ARTICLE =
=======

Un cinéma de 6 000 places est-il voué à une absence de rentabilité, comme le soulignent divers journaux ? L’historien Jean-Jacques Meusy évoque dans son ouvrage Écrans français de l’entre deux guerre (AFRHC) le modèle économique de la salle : « les travaux avaient permis d’augmenter les recettes de 1932, de plus de 50% par rapport à celles de 1929 qui avait été une bonne année. Pourtant, en cette année 1932, l’Olympia obtenait presque les mêmes résultats et le Paramount les dépassait très largement avec respectivement 1 800 et 1 903 places au lieu des 6 000 au Gaumont-Palace ».

La moyenne hebdomadaire des recettes du plus grand cinéma de Paris est de 420 000 francs. En tête des recettes de l’année 1932, on retrouve le film Embrassez-moi (Léon Mathot) suivi de Monsieur de Pourceaugnac (Tony Lekain et Gaston Ravel) puis Il a été perdu une mariée (Léo Joannon). Un sérieux concurrent apparaît cette année-là, le Rex que Jacques Haïk ouvre le 9 décembre 1932 à grand renfort de publicité. Du 9 au décembre 1932 au 17 mars 1933, le Rex obtient la première place en terme de recettes (11 798 084 francs) devant le Paramount (6 955 743 francs) et enfin le Gaumont-Palace (5 931 349 francs).

Le 13 janvier 1933, le violoniste et chef d’orchestre allemand Marek Weber se produit avec son orchestre sur la scène du Gaumont-Palace. « Cet ensemble s’impose à l’attention du public dès les premières mesures que l’on entend au lever de rideau par la richesse de sa sonorité » comme le commente le quotidien L’Ami du Peuple en date du 17 janvier. « Chaque passage, chaque phrase comporte une recherche dans l’instrumentation. Du pianissimo d’un trio de violons en sourdine, nous passons à des voix d’orgue produites par un étonnant amalgame de saxophones et d’accordéon, pour entendre après le chant moelleux et grave d’une clarinette basse (…) Plus tard, nous serons entrainés par une vigoureuse attaque de cuivre » poursuit le journal. Cette semaine-là, on joue L’Enfant de ma sœur (Henri Wulschleger) avec le comique Bach. Durant le passage de Marek Weber au Gaumont-Palace, l’orchestre attitré du cinéma se produit sur la scène du cinéma Moulin Rouge.

=======

[Un bloc de données]
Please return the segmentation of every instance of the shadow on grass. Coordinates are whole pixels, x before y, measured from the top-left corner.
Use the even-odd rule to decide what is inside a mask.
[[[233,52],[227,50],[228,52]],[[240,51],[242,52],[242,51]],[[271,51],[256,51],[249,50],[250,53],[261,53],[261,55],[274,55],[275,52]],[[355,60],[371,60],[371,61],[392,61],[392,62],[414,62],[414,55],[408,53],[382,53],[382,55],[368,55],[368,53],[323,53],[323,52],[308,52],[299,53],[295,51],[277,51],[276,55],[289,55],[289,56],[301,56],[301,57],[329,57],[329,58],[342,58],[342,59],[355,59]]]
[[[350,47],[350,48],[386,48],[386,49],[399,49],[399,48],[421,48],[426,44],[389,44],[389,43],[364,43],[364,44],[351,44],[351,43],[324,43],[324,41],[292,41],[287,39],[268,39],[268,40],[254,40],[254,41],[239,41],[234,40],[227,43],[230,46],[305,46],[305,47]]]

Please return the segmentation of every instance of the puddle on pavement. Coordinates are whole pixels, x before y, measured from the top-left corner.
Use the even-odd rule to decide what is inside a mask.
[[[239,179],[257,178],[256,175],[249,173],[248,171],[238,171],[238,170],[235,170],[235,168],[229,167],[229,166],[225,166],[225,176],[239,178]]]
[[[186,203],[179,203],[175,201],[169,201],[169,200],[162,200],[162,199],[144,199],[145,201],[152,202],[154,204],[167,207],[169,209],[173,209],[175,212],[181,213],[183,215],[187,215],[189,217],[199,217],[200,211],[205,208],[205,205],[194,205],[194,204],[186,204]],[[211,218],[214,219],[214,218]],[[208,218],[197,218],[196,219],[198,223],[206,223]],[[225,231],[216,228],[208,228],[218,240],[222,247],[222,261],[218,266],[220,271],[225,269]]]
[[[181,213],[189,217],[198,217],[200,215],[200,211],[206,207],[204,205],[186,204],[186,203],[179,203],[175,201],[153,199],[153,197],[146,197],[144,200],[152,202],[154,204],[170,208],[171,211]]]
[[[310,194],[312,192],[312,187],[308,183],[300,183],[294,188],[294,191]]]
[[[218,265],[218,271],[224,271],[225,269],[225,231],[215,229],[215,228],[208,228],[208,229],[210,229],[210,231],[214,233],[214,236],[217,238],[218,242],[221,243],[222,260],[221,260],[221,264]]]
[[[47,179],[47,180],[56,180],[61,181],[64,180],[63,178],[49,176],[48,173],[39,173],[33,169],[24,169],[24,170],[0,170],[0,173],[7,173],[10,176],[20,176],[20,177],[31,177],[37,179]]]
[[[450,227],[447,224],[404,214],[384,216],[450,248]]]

=======

CONSIGNE 1 = Présentez sous forme de liste plus concise le paragraphe de l'article qui commence par « Le 13 janvier 1933 », en gardant ses faits principaux.
CONSIGNE 2 = Recopiez le passage de l'article allant de « La moyenne hebdomadaire » jusqu'à « Gaumont-Palace (5 931 349 francs). », en substituant « Grand Rex » à « Rex ».
Les entrées constituent un matériau indépendant de l'article.

RÉPONSE COMPLÈTE 1 =
- Le 13 janvier 1933, le violoniste et chef d'orchestre allemand Marek Weber se produit avec son orchestre sur la scène du Gaumont-Palace.
- Le 17 janvier, le quotidien L'Ami du Peuple salue la richesse de sonorité de l'ensemble et la recherche dans l'instrumentation : trio de violons en sourdine, voix d'orgue obtenues par un amalgame de saxophones et d'accordéon, clarinette basse, attaque de cuivre.
- Cette semaine-là, on joue L'Enfant de ma sœur (Henri Wulschleger) avec le comique Bach.
- Pendant le passage de Marek Weber, l'orchestre attitré du Gaumont-Palace se produit sur la scène du cinéma Moulin Rouge.

RÉPONSE COMPLÈTE 2 =
La moyenne hebdomadaire des recettes du plus grand cinéma de Paris est de 420 000 francs. En tête des recettes de l’année 1932, on retrouve le film Embrassez-moi (Léon Mathot) suivi de Monsieur de Pourceaugnac (Tony Lekain et Gaston Ravel) puis Il a été perdu une mariée (Léo Joannon). Un sérieux concurrent apparaît cette année-là, le Grand Rex que Jacques Haïk ouvre le 9 décembre 1932 à grand renfort de publicité. Du 9 au décembre 1932 au 17 mars 1933, le Grand Rex obtient la première place en terme de recettes (11 798 084 francs) devant le Paramount (6 955 743 francs) et enfin le Gaumont-Palace (5 931 349 francs).